Challenge: Gather every line in the data below that contains the word "ceiling". Case counts, so uppercase and lowercase letters do not match each other.

Dataset extract:
>> start

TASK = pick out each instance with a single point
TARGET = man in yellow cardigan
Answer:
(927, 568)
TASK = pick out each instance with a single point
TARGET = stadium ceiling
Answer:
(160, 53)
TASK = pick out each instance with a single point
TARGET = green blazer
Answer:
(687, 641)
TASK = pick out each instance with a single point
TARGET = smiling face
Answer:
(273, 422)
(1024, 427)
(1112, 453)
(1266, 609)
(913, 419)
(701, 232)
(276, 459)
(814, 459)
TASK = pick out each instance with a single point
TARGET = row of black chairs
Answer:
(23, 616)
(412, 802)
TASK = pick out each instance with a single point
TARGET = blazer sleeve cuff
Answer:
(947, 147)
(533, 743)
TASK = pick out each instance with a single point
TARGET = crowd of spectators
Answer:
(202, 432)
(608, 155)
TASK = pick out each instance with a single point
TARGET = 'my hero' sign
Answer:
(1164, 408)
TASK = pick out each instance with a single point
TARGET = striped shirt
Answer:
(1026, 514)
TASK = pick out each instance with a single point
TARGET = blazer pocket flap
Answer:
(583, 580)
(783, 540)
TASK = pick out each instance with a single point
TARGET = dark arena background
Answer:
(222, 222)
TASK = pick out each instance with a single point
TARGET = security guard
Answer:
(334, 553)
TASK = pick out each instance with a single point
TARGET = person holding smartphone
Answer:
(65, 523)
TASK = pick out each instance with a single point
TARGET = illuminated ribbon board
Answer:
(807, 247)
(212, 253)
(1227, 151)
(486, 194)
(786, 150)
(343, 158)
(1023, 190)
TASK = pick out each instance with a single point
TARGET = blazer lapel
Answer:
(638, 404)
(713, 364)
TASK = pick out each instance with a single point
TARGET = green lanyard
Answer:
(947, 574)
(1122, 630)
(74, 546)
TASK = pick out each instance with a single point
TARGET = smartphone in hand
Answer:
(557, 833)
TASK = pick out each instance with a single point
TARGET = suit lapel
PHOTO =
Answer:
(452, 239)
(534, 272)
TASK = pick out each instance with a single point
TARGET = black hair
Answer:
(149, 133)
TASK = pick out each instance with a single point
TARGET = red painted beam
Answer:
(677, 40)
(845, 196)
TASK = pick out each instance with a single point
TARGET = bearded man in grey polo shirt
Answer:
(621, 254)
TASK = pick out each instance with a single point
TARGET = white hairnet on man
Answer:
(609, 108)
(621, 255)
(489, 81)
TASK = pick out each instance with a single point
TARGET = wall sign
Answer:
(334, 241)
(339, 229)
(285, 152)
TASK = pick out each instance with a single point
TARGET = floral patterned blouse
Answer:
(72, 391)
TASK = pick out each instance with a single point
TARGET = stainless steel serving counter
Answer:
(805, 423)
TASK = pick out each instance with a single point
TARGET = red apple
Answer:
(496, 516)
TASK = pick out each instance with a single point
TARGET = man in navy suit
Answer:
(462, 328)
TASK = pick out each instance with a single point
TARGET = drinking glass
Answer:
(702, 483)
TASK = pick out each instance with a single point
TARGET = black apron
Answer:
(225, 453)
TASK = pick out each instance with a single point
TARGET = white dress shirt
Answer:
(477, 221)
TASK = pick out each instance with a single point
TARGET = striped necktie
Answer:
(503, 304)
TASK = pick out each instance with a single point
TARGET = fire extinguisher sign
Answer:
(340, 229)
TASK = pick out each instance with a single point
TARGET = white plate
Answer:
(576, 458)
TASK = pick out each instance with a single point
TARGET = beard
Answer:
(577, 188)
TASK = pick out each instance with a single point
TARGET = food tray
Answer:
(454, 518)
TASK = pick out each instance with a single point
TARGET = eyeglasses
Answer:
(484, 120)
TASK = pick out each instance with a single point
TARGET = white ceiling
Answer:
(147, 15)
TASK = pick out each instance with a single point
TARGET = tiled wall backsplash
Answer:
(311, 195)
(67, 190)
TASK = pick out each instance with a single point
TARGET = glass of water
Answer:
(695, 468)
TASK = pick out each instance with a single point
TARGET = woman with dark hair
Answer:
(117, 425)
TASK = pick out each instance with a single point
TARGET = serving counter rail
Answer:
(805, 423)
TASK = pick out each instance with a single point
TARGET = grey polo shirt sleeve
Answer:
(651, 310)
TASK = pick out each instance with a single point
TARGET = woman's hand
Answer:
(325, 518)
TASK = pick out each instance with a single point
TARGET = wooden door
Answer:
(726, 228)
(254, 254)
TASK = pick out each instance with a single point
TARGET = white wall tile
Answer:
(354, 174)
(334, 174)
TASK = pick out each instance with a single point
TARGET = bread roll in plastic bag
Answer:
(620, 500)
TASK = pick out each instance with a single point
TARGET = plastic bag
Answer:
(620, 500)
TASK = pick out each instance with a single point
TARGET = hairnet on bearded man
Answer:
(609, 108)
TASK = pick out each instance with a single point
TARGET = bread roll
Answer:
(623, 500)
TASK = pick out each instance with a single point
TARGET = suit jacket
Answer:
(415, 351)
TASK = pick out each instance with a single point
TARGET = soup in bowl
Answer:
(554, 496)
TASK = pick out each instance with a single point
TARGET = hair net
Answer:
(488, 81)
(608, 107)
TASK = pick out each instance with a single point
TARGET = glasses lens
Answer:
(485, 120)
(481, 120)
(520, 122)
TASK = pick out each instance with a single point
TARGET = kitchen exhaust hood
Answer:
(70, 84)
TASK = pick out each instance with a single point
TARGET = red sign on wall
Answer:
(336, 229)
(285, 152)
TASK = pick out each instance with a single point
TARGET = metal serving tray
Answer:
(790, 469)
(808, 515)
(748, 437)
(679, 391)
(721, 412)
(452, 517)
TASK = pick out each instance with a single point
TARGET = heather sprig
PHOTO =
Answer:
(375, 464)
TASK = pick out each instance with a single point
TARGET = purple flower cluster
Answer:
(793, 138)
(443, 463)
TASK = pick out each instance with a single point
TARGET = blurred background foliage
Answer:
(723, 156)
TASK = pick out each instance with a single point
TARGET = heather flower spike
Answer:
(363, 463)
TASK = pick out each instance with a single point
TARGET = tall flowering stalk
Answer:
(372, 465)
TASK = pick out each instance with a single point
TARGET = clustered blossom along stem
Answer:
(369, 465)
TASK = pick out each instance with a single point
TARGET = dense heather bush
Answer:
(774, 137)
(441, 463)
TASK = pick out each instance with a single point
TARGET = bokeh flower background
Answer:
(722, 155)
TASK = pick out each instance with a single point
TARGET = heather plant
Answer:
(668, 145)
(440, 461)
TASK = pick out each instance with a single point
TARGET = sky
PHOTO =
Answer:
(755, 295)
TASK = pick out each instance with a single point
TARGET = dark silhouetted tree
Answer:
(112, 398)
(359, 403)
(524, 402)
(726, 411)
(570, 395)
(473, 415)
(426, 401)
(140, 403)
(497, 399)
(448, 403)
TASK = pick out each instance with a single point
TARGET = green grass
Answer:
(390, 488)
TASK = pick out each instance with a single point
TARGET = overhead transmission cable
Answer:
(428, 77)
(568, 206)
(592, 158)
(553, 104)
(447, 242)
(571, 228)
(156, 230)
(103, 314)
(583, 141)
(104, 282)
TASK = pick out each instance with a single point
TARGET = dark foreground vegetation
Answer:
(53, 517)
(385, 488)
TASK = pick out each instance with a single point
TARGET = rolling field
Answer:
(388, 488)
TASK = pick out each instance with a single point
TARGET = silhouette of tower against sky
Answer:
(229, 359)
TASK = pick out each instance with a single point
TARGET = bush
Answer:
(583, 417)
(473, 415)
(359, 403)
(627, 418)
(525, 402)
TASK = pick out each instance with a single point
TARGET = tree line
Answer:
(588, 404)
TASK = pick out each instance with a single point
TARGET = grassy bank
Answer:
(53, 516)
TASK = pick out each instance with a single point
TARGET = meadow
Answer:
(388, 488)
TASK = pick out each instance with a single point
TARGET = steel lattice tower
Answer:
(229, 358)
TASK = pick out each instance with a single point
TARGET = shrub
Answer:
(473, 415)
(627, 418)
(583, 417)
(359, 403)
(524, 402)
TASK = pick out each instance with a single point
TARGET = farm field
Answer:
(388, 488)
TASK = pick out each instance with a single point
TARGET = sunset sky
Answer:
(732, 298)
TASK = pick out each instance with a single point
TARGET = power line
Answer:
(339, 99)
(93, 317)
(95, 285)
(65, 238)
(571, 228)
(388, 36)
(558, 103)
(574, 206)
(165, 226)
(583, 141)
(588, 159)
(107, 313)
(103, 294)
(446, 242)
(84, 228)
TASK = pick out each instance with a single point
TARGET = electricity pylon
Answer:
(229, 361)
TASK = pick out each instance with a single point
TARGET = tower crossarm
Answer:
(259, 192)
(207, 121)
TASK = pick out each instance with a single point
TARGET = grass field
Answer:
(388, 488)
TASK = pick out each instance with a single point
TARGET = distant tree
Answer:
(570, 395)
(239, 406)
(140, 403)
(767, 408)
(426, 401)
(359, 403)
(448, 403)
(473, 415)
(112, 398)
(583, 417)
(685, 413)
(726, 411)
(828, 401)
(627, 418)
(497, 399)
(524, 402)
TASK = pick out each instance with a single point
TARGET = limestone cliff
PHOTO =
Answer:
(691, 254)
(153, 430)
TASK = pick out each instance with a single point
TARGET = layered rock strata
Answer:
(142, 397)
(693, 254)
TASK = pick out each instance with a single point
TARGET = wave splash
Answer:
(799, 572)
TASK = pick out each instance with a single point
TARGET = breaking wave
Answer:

>> end

Response:
TARGET = stadium ceiling
TARGET = white ceiling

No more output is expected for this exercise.